| DOCUMENT TEXT |
○ ○ ○ ○
The answer: Vaccines and masks load the dice in our favor.

Vaccines and masks offer protection. Vaccines lower the odds that you will get COVID, and they dramatically lower the odds that you will get seriously ill or die from it. Masks also offer protection, though not as much as vaccines. Masks rated N95 offer better particle filtration, but pretty much all masks are better than nothing if they fit and if you wear them properly.

Even more importantly, vaccines and masks protect others. This is where masks really shine. Masks lower the odds that infected people will spread the disease. They accomplish this by suppressing the virus-carrying droplets in your breath. People with COVID become contagious before they feel sick, so they often go out in public without knowing that they could infect others. Masks reduce the odds that they’ll spread COVID unawares.

Vaccines are also thought to lower the odds of spreading COVID.

That effect is difficult to measure, so researchers are still testing it to figure out the details.



Thanks especially to my grandparents’ generation, we’ve beaten smallpox, measles, and many others. Smallpox was an absolute monster, and measles is much, much more infectious than even the delta variant of COVID. But thanks to vaccines, smallpox was eradicated in 1977 and measles outbreaks are rare today.

We can do it again, but only if we seize our opportunities to rewrite the odds.
○ ○ ○ ○
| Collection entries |
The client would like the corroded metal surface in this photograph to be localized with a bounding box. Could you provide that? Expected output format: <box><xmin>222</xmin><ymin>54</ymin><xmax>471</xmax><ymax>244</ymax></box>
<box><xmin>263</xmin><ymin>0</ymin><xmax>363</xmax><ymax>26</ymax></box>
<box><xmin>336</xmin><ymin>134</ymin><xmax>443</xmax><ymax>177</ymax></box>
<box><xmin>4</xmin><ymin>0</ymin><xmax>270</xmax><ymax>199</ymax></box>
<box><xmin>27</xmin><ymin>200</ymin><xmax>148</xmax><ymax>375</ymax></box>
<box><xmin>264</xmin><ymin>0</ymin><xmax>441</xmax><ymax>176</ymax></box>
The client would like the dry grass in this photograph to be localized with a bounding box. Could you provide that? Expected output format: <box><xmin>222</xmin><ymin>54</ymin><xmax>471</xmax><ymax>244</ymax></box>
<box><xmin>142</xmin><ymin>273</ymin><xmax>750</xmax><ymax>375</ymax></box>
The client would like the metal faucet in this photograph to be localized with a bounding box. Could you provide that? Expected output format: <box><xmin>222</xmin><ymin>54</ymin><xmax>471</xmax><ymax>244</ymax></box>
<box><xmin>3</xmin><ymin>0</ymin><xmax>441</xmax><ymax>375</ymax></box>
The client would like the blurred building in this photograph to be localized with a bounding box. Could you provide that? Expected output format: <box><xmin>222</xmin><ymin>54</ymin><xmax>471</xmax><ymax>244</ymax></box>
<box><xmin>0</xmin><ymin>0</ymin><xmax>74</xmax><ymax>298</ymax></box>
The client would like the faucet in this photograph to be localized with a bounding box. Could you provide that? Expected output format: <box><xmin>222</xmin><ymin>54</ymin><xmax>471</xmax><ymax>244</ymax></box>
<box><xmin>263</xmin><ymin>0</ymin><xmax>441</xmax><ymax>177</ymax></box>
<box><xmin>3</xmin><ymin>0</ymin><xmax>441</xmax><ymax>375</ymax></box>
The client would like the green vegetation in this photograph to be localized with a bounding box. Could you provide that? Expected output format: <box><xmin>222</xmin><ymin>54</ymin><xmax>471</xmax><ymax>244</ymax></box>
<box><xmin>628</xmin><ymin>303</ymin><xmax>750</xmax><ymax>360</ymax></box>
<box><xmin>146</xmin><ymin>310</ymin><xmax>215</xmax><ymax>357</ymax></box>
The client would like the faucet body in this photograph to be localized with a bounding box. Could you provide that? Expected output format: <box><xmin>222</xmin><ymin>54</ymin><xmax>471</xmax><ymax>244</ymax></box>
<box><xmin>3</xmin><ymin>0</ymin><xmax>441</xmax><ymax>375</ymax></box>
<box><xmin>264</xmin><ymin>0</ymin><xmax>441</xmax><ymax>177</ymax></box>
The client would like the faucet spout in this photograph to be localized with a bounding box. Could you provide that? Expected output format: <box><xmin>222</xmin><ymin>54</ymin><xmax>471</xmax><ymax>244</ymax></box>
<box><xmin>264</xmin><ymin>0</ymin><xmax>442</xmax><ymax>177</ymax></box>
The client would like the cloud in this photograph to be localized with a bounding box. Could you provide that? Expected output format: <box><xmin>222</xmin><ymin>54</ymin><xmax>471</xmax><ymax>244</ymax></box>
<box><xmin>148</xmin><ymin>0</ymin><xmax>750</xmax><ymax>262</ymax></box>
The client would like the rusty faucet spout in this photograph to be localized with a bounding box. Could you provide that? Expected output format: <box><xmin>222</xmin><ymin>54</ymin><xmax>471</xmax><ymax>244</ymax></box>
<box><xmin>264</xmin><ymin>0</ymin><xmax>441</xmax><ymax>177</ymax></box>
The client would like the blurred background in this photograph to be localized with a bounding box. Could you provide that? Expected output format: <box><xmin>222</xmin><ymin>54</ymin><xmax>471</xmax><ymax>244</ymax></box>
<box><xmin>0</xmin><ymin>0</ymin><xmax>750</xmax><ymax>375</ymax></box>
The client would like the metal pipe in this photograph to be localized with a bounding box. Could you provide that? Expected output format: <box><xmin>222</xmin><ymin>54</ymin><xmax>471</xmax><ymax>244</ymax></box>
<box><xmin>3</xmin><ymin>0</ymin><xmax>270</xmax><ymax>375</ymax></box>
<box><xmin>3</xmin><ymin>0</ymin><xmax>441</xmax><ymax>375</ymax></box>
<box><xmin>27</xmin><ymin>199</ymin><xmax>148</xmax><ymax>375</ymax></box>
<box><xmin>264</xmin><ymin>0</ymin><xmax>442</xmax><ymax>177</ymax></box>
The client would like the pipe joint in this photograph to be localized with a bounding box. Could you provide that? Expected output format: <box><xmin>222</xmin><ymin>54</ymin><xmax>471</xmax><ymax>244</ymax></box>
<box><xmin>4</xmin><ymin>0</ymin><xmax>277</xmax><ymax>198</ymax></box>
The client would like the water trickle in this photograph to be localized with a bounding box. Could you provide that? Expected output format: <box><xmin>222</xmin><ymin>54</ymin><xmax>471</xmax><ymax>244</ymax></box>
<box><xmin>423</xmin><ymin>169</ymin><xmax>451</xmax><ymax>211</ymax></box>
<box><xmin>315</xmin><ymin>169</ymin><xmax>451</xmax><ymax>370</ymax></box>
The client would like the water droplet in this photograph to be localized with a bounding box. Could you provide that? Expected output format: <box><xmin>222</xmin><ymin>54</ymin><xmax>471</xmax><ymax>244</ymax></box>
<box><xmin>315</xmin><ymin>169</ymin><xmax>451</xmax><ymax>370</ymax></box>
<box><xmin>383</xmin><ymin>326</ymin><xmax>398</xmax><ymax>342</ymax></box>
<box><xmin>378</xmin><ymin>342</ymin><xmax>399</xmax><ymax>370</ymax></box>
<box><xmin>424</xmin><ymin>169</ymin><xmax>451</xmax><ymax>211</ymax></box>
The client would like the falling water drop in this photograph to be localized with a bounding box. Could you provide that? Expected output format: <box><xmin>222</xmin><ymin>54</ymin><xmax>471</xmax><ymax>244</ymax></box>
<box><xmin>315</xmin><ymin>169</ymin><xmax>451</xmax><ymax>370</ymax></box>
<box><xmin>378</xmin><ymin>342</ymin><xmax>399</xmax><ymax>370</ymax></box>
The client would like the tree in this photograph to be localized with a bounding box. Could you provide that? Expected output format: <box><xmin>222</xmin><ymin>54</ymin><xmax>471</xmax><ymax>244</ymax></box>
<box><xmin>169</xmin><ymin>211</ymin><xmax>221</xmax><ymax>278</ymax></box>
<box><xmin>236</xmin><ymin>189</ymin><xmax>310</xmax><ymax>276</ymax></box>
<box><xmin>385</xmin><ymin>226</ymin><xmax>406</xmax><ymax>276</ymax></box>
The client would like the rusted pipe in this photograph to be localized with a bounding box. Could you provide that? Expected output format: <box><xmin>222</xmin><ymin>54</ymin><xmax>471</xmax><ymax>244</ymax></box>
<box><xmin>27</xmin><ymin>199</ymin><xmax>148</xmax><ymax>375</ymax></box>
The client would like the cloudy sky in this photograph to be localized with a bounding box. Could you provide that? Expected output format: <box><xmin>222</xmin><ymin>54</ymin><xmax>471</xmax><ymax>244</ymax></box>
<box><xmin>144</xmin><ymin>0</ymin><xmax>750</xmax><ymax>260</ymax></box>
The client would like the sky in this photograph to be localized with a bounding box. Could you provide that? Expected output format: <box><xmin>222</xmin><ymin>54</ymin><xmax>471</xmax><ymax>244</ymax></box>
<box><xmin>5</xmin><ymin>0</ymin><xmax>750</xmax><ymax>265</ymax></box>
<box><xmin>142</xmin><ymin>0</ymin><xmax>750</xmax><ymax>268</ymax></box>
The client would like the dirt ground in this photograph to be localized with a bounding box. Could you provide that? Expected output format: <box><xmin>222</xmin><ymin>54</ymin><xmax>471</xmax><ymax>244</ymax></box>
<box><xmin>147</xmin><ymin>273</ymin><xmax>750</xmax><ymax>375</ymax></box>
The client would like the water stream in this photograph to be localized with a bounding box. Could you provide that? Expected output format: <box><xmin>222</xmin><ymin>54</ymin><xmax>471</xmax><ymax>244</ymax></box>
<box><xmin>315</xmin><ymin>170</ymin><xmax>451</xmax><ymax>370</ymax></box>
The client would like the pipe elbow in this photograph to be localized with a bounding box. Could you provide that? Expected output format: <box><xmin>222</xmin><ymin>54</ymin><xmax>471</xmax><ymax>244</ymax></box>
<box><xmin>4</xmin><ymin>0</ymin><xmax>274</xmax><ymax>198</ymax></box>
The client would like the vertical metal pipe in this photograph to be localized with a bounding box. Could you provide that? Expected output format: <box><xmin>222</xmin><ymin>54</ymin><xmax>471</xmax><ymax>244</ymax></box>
○ ○ ○ ○
| STUDY QUESTIONS |
(1) According to the text on vaccines and masks against COVID, why do people with COVID often go out in public without knowing they could infect others? Answer in one to three sentences.
(2) In the text on vaccines and masks against COVID, turn the paragraph beginning "Even more importantly, vaccines and masks protect others" into a short list that keeps its main facts.
(3) From the text on vaccines and masks against COVID, extract the part that opens with the words containing "Even more importantly, vaccines" and closes with "of spreading COVID.".
The material has no role in what comes next.

| COMPLETED EXERCISE |
(1) People with COVID become contagious before they feel sick. Because of this, they can be out in public and spreading the virus without realizing it.

(2)
- Vaccines and masks protect other people, which matters even more than protecting yourself.
- Masks are especially good at this.
- Masks make it less likely that infected people will spread the disease, because they hold back the virus-carrying droplets in a person's breath.
- People with COVID are contagious before they feel sick, so they often go out without knowing they could infect others.
- Masks lower the chance that these people will spread COVID without knowing it.

(3)
Even more importantly, vaccines and masks protect others. This is where masks really shine. Masks lower the odds that infected people will spread the disease. They accomplish this by suppressing the virus-carrying droplets in your breath. People with COVID become contagious before they feel sick, so they often go out in public without knowing that they could infect others. Masks reduce the odds that they’ll spread COVID unawares.

Vaccines are also thought to lower the odds of spreading COVID.